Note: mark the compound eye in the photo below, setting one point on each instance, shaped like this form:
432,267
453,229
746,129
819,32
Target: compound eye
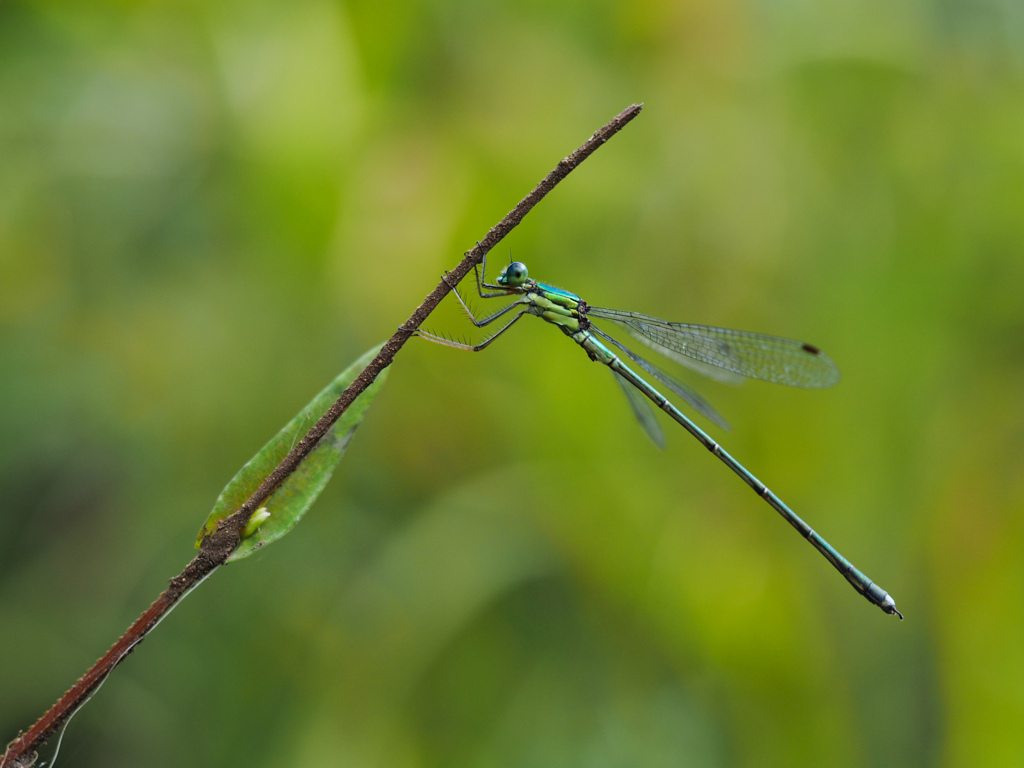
515,273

-*-

— EXERCISE DESCRIPTION —
Drop the pictures and reproduce the rest of the data above exactly.

— ANSWER TO THE PROBLEM —
Note: mark the compound eye in the photo below, setting one point on each instance, shaped like this form:
432,267
453,229
746,129
819,32
Target: compound eye
515,273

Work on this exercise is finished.